# START OF Text provided

The Infinite first limits Himself by flowing forth in the shape
of Will, of determination to act. This Will of the Deity, or
Deity as Will, is Kether, or the "Crown," the first sephira. In it
are included all other Emanations. This is a philosophical
necessity.

General Pike then proceeds to define and elaborate all the
other sephiroths with their philosophical implications. The
lecture on the "Knight of the Sun, or Prince Adept" (28d), as
contained in the Morals and Dogma is the real Hermetic
ritual of the Rite. The Supreme Council of Belgium lays
particular emphasis on this abstruse but beautiful degree,
which goes to the bedrock of Gnosticism, Cabalism, and
Hermeticism. For a scholarly exposition of the Cabalistic
cosmogony the student is referred to the Jewish
Encyclopedia.

# END OF Text provided
# START OF Data extract

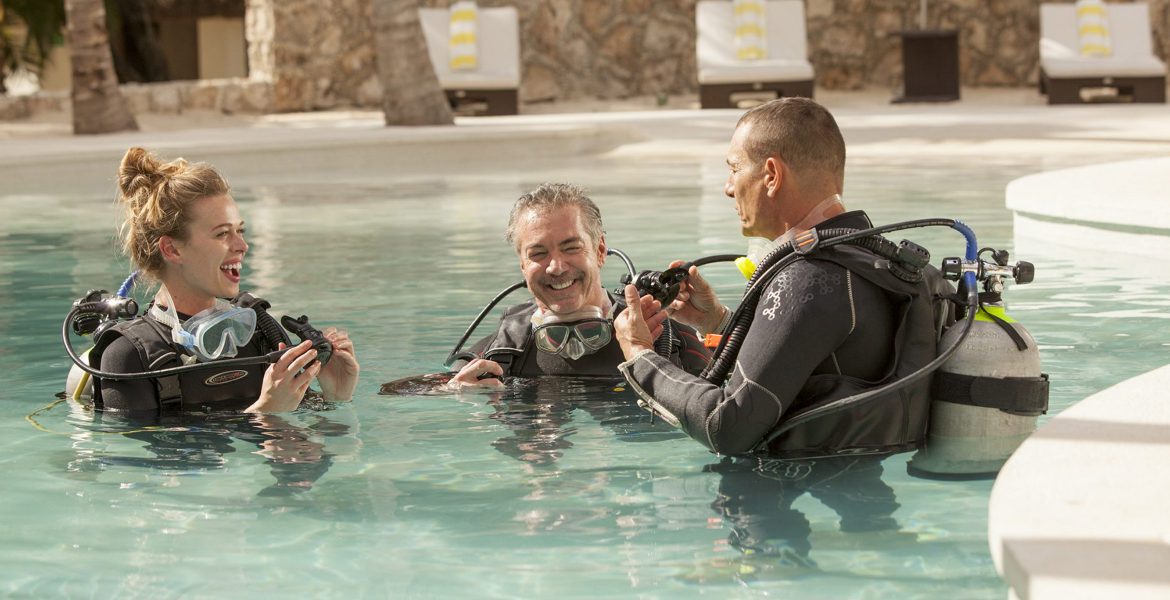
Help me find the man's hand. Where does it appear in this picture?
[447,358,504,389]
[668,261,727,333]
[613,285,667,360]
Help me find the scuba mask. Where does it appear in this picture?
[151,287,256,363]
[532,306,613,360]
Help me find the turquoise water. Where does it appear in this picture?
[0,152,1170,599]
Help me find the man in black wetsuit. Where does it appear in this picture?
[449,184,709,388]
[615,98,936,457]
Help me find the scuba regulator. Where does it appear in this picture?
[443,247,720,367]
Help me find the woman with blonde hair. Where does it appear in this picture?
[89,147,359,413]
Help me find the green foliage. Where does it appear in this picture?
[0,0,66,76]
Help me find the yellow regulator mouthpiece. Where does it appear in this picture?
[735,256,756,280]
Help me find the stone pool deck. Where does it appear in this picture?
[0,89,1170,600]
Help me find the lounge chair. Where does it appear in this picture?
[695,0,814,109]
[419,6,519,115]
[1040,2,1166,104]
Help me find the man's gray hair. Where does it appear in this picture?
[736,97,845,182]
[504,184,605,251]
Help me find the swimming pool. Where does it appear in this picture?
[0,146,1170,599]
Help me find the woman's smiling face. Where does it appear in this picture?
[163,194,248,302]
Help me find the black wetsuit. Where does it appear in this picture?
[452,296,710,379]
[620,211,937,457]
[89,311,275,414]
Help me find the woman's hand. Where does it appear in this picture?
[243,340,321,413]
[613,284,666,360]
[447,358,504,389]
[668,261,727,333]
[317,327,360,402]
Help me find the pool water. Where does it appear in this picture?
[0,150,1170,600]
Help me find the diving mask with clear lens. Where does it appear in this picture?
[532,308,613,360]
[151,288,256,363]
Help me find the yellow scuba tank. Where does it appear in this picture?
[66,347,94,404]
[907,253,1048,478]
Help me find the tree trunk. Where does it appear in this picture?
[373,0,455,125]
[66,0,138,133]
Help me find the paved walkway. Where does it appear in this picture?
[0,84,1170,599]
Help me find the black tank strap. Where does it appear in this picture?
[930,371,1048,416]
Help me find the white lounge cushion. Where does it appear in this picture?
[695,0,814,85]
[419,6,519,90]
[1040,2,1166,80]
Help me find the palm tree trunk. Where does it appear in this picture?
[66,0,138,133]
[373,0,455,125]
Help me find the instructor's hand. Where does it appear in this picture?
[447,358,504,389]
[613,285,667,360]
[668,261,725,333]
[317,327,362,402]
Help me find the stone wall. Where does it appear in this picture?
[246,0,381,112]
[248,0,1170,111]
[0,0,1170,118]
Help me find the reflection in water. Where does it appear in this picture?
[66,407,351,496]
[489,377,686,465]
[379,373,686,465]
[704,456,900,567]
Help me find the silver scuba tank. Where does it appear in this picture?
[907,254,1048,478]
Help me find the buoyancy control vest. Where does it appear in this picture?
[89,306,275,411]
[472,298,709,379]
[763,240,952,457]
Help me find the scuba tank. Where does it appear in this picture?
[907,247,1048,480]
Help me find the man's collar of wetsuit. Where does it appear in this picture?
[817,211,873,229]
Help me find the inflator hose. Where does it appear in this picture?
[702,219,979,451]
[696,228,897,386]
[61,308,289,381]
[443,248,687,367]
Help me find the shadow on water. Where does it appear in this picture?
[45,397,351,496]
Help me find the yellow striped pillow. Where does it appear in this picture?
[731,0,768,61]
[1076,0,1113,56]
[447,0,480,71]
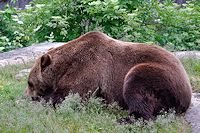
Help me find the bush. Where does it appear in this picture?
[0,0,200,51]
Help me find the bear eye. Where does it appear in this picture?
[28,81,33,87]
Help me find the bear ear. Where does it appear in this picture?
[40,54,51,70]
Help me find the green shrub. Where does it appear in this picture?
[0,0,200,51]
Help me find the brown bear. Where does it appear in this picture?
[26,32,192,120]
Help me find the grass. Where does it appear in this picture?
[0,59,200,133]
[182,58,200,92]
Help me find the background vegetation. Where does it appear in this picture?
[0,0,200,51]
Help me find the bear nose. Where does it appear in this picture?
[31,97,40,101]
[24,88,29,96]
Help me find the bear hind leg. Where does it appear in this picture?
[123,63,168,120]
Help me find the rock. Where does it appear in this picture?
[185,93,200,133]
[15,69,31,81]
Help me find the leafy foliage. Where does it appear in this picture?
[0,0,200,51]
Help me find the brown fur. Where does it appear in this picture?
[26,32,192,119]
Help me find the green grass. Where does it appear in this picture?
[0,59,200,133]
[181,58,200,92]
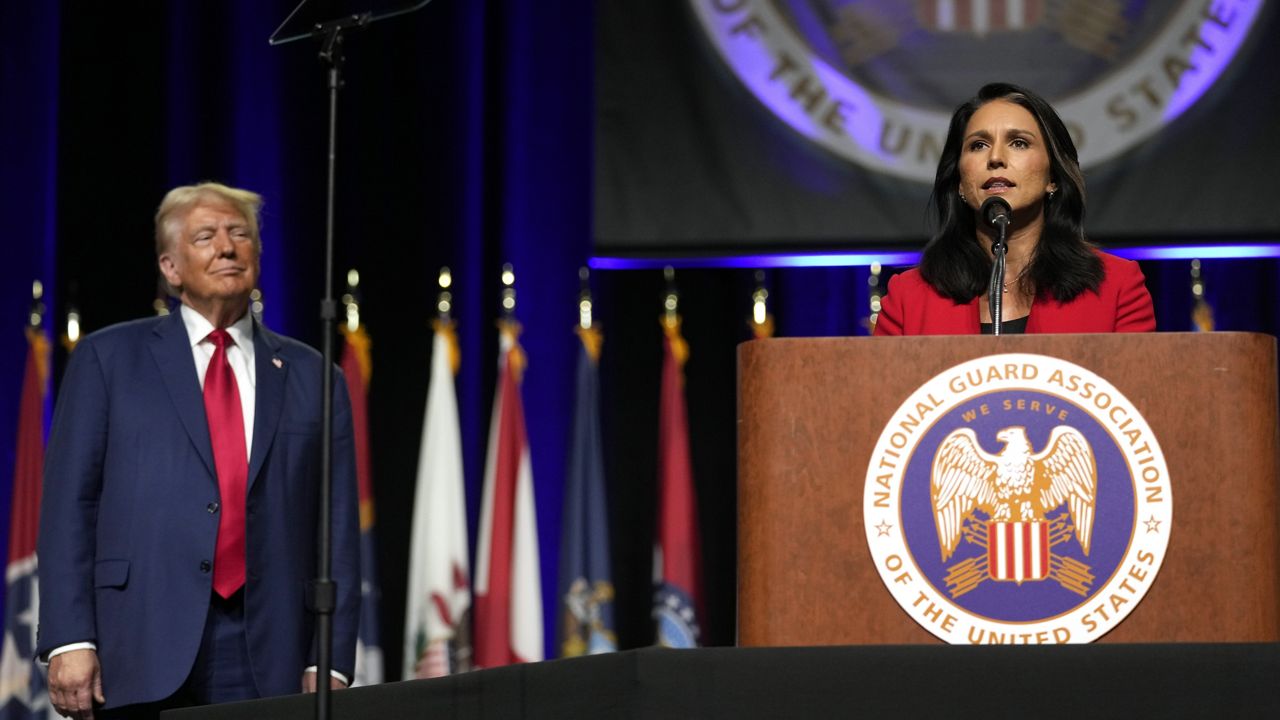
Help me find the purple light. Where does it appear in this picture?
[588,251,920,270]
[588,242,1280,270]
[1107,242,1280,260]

# END OF Data extract

** Exercise details **
Copy out the passage on the sephiroth from "General Pike then" to "Encyclopedia.", putting "reader" in place of "student".

** Written solution **
General Pike then proceeds to define and elaborate all the
other sephiroths with their philosophical implications. The
lecture on the "Knight of the Sun, or Prince Adept" (28d), as
contained in the Morals and Dogma is the real Hermetic
ritual of the Rite. The Supreme Council of Belgium lays
particular emphasis on this abstruse but beautiful degree,
which goes to the bedrock of Gnosticism, Cabalism, and
Hermeticism. For a scholarly exposition of the Cabalistic
cosmogony the reader is referred to the Jewish
Encyclopedia.